═══ Records provided ═══
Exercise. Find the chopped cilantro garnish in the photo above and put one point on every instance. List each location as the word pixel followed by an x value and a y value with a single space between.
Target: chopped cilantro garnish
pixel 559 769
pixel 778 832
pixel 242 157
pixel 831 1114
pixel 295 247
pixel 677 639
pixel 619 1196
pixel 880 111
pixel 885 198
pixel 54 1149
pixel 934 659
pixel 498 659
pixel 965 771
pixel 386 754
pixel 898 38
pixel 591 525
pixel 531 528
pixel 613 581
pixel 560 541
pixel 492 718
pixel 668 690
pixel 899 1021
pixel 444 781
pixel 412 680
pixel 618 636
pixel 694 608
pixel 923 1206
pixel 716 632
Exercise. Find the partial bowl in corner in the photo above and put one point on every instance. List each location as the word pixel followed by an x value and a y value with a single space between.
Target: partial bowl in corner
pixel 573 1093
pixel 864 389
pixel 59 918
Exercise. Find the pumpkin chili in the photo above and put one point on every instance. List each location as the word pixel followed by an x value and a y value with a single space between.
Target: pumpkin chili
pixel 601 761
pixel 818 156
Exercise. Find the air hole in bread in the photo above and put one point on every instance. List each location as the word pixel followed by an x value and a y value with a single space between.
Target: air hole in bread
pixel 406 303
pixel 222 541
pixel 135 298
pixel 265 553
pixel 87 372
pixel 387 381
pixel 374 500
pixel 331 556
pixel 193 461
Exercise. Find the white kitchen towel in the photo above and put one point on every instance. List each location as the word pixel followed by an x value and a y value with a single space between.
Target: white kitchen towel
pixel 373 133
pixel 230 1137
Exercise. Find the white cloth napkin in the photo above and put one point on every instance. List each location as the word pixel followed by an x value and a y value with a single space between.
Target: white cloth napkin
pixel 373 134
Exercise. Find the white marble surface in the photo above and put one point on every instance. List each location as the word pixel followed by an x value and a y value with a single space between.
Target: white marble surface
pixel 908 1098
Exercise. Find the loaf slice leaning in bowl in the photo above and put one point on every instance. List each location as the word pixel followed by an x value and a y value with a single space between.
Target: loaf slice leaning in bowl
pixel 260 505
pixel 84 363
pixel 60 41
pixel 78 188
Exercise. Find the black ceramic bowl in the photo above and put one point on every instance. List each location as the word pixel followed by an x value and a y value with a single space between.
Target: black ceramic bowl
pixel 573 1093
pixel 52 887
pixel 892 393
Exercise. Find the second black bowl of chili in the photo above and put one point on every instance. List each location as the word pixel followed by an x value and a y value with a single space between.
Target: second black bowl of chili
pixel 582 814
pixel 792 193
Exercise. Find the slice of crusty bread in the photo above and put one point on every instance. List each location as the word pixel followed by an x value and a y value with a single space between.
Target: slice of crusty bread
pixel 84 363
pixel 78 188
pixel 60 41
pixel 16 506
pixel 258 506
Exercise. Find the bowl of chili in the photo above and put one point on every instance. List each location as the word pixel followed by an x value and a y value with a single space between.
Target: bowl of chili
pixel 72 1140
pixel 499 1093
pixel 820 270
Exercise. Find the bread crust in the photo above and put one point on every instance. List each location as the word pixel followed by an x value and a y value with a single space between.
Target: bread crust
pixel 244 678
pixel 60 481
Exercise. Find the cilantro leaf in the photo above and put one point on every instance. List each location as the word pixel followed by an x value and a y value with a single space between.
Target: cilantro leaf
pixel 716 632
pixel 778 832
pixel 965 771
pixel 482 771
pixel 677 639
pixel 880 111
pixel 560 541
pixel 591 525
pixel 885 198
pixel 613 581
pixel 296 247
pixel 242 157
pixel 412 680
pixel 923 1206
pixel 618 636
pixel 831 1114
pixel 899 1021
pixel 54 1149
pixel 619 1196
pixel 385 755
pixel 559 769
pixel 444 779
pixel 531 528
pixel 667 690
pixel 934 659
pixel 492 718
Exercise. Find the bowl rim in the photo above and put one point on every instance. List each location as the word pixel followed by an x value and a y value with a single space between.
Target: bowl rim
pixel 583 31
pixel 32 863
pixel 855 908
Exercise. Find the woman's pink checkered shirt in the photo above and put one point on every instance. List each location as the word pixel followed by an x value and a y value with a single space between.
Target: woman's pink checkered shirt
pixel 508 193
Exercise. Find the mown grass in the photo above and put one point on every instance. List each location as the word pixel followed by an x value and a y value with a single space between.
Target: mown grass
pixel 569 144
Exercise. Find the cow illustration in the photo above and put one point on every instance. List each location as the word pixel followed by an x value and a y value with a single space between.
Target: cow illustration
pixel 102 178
═══
# [Required work]
Set every line of the records above into a Markdown table with the columns Row and Text, numbering the rows in order and leaving out any blank lines.

# [Response to this task]
| Row | Text |
|---|---|
| 1 | Exercise. Find the chopped cilantro garnish in the photo above and put one point on every instance. List each location as the word pixel followed by an x value and a y value with a single space between. |
| 2 | Target: chopped cilantro garnish |
| 3 | pixel 559 769 |
| 4 | pixel 778 832 |
| 5 | pixel 242 157 |
| 6 | pixel 831 1114 |
| 7 | pixel 295 247 |
| 8 | pixel 677 639 |
| 9 | pixel 619 1196 |
| 10 | pixel 880 111 |
| 11 | pixel 885 198 |
| 12 | pixel 54 1149 |
| 13 | pixel 934 659 |
| 14 | pixel 498 659 |
| 15 | pixel 965 771 |
| 16 | pixel 386 754 |
| 17 | pixel 898 38 |
| 18 | pixel 591 525 |
| 19 | pixel 531 528 |
| 20 | pixel 613 581 |
| 21 | pixel 560 541 |
| 22 | pixel 492 718 |
| 23 | pixel 668 690 |
| 24 | pixel 899 1021 |
| 25 | pixel 444 781 |
| 26 | pixel 412 680 |
| 27 | pixel 618 636 |
| 28 | pixel 694 608 |
| 29 | pixel 923 1206 |
| 30 | pixel 716 632 |
| 31 | Exercise. Find the partial bowl in corner in the photo above and put one point on every instance. List each location as the word pixel followed by an x value and a y value with a single space between. |
| 32 | Target: partial bowl in corner |
| 33 | pixel 573 1093 |
| 34 | pixel 864 389 |
| 35 | pixel 59 918 |
| 36 | Exercise. Find the pumpkin chili in the photo above and put one point on every instance. List each location as the word pixel followed by an x value and a y value with a single space between. |
| 37 | Target: pumpkin chili |
| 38 | pixel 601 761 |
| 39 | pixel 818 156 |
| 40 | Exercise. Find the air hole in bread in the photo above and put one point on every instance. List each location as the word pixel followed by an x value and a y value with a single space between. |
| 41 | Target: air hole in bread |
| 42 | pixel 406 303 |
| 43 | pixel 222 541 |
| 44 | pixel 135 298 |
| 45 | pixel 265 553 |
| 46 | pixel 87 372 |
| 47 | pixel 387 381 |
| 48 | pixel 374 500 |
| 49 | pixel 331 556 |
| 50 | pixel 193 461 |
| 51 | Exercise. Find the white kitchen towel in the photo above and put one point on every instance. List each location as the word pixel followed by an x value and a y value with a single space between. |
| 52 | Target: white kitchen towel |
| 53 | pixel 373 133 |
| 54 | pixel 230 1137 |
| 55 | Exercise. Find the white cloth napkin in the photo above and put one point on every instance. List each location as the word pixel followed by an x value and a y value with a single space between. |
| 56 | Target: white cloth napkin |
| 57 | pixel 373 134 |
| 58 | Exercise. Find the white marble surface in the photo above and put one point on every instance. List each location as the word pixel followed by an x value and a y value with a single space between. |
| 59 | Target: white marble surface |
| 60 | pixel 908 1098 |
| 61 | Exercise. Find the loaf slice leaning in bowl in the photo above and put one point on every instance. List each location as the word pixel followed by an x value and a y value with a single space between. |
| 62 | Target: loaf slice leaning in bowl |
| 63 | pixel 260 505 |
| 64 | pixel 84 363 |
| 65 | pixel 60 41 |
| 66 | pixel 78 188 |
| 67 | Exercise. Find the black ceramic bowl in the photo above and put one point on every instance. List each location as the word pixel followed by an x value and a y value with a single space between. |
| 68 | Target: black ceramic bowl |
| 69 | pixel 573 1093 |
| 70 | pixel 52 887 |
| 71 | pixel 892 393 |
| 72 | Exercise. Find the second black bowl of chili in the photo above and put one point on every instance. List each location as the word pixel followed by an x value and a y value with a single space between. |
| 73 | Target: second black bowl of chili |
| 74 | pixel 582 814 |
| 75 | pixel 792 193 |
| 76 | Exercise. Find the slice of crusty bread in the photo above and put one point on every instance. List each location as the word pixel followed by an x value and a y value with a single space between. |
| 77 | Target: slice of crusty bread |
| 78 | pixel 84 363 |
| 79 | pixel 78 188 |
| 80 | pixel 60 41 |
| 81 | pixel 16 506 |
| 82 | pixel 258 506 |
| 83 | Exercise. Find the bowl of chili in the photo above and put one point on every instance. List each location as the word pixel followed by an x value and a y value with a single space between. |
| 84 | Target: bowl of chili |
| 85 | pixel 72 1140 |
| 86 | pixel 499 1093 |
| 87 | pixel 820 270 |
| 88 | Exercise. Find the bread crust in the photo above and put one point on every instance. List each location as the word pixel followed by an x value and a y value with a single space between. |
| 89 | Target: bread crust |
| 90 | pixel 244 678 |
| 91 | pixel 60 481 |
| 92 | Exercise. Find the cilantro leaf in the photo above and put one point on every instance. List each location as the word pixel followed by an x value and a y value with a single space between. |
| 93 | Target: cilantro leaf |
| 94 | pixel 716 632 |
| 95 | pixel 778 832 |
| 96 | pixel 965 771 |
| 97 | pixel 482 771 |
| 98 | pixel 677 639 |
| 99 | pixel 880 111 |
| 100 | pixel 560 541 |
| 101 | pixel 591 525 |
| 102 | pixel 885 198 |
| 103 | pixel 613 581 |
| 104 | pixel 296 247 |
| 105 | pixel 242 157 |
| 106 | pixel 412 680 |
| 107 | pixel 923 1206 |
| 108 | pixel 618 636 |
| 109 | pixel 831 1114 |
| 110 | pixel 899 1021 |
| 111 | pixel 54 1149 |
| 112 | pixel 619 1196 |
| 113 | pixel 385 755 |
| 114 | pixel 559 769 |
| 115 | pixel 444 779 |
| 116 | pixel 531 528 |
| 117 | pixel 667 690 |
| 118 | pixel 934 659 |
| 119 | pixel 492 718 |
| 120 | Exercise. Find the bowl rim in the photo above and put one point on every instance. List each location as the word pixel followed by an x value and a y value with a single space between. |
| 121 | Target: bowl rim |
| 122 | pixel 583 31 |
| 123 | pixel 32 863 |
| 124 | pixel 855 908 |
| 125 | Exercise. Find the woman's pink checkered shirt in the photo above and put one point on every instance. List each location as the word pixel followed by an x value and a y value with a single space between. |
| 126 | Target: woman's pink checkered shirt |
| 127 | pixel 508 193 |
| 128 | Exercise. Find the mown grass in the photo above and put one point on every instance. List each location as the word pixel followed by an x value and a y value with a single space between. |
| 129 | Target: mown grass |
| 130 | pixel 569 144 |
| 131 | Exercise. Find the cow illustration in the photo above and put one point on every instance. List each location as the word pixel followed by an x value and a y value with a single space between. |
| 132 | Target: cow illustration |
| 133 | pixel 102 178 |